Top of Task data
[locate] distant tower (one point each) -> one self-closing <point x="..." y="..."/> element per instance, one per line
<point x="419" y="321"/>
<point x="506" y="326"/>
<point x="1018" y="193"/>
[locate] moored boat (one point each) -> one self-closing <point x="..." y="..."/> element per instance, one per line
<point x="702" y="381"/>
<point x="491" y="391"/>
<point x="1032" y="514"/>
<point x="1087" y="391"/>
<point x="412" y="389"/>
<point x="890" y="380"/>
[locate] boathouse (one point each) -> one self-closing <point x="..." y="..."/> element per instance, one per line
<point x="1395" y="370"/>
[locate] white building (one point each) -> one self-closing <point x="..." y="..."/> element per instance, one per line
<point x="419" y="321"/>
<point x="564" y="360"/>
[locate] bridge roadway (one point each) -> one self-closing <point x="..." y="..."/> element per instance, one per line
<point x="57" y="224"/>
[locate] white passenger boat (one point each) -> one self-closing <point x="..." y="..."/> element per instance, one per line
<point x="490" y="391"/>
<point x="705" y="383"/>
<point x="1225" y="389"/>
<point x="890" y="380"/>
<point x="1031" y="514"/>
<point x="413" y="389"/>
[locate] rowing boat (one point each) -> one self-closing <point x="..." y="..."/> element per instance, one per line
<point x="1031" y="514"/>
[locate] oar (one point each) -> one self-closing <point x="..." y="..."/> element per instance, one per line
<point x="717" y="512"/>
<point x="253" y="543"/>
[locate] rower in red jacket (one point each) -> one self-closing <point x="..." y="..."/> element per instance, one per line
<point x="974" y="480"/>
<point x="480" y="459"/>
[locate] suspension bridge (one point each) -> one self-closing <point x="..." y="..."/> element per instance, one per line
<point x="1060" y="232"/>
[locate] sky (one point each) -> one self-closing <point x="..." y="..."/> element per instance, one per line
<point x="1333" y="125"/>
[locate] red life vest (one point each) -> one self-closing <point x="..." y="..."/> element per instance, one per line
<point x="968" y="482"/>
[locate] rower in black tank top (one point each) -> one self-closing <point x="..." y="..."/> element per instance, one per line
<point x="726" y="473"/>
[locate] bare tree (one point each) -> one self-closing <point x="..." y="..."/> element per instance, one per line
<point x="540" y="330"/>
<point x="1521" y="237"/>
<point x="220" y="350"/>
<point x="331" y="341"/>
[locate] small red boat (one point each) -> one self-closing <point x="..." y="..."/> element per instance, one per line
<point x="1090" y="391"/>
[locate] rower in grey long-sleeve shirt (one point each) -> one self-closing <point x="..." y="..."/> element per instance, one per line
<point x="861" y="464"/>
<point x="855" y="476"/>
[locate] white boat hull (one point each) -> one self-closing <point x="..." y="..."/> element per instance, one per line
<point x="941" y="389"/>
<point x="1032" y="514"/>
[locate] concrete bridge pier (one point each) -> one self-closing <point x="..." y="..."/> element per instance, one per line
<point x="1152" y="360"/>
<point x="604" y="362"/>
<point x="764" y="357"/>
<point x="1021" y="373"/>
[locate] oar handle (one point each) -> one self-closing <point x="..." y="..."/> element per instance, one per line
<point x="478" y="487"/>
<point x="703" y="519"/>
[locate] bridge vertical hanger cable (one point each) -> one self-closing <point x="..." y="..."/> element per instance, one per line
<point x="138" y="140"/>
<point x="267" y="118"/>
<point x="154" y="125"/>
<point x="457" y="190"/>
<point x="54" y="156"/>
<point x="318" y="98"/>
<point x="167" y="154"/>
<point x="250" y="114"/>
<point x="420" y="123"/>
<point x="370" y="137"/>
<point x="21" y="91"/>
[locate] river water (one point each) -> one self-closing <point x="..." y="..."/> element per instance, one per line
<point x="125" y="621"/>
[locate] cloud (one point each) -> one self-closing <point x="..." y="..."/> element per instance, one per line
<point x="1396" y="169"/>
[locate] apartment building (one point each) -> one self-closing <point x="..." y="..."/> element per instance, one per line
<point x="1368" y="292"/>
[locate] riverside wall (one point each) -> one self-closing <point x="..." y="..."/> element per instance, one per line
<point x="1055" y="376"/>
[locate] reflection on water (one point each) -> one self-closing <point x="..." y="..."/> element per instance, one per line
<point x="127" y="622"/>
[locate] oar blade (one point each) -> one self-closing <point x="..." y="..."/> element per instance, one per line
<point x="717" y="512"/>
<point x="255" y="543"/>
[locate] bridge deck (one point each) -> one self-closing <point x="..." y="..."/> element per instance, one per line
Bottom of Task data
• Exercise requirements: All lines from the one containing "[locate] river water" down to the final line above are to be restated word for word; leave out the rest.

• Task answer:
[locate] river water (one point each) -> one self-closing <point x="..." y="..."/> element per instance, one per line
<point x="125" y="621"/>
[locate] cloud (one point each) -> one self-closing <point x="..." y="..."/> element per instance, one per line
<point x="1396" y="169"/>
[locate] apartment building (one point each) -> one self-closing <point x="..." y="..."/> element per instance, one per line
<point x="1368" y="292"/>
[locate] riverside wall (one point each) -> one self-closing <point x="..." y="..."/> element per instance, one per line
<point x="1055" y="376"/>
[locate] reflection on water (one point each) -> one self-closing <point x="..." y="..."/> element per instance, one per line
<point x="127" y="622"/>
[locate] oar blade (one point each) -> one self-closing <point x="..." y="..."/> element per instance, one per line
<point x="717" y="512"/>
<point x="255" y="543"/>
[locate] bridge deck (one point each) -> one self-closing <point x="..." y="..."/> element per instance, one per line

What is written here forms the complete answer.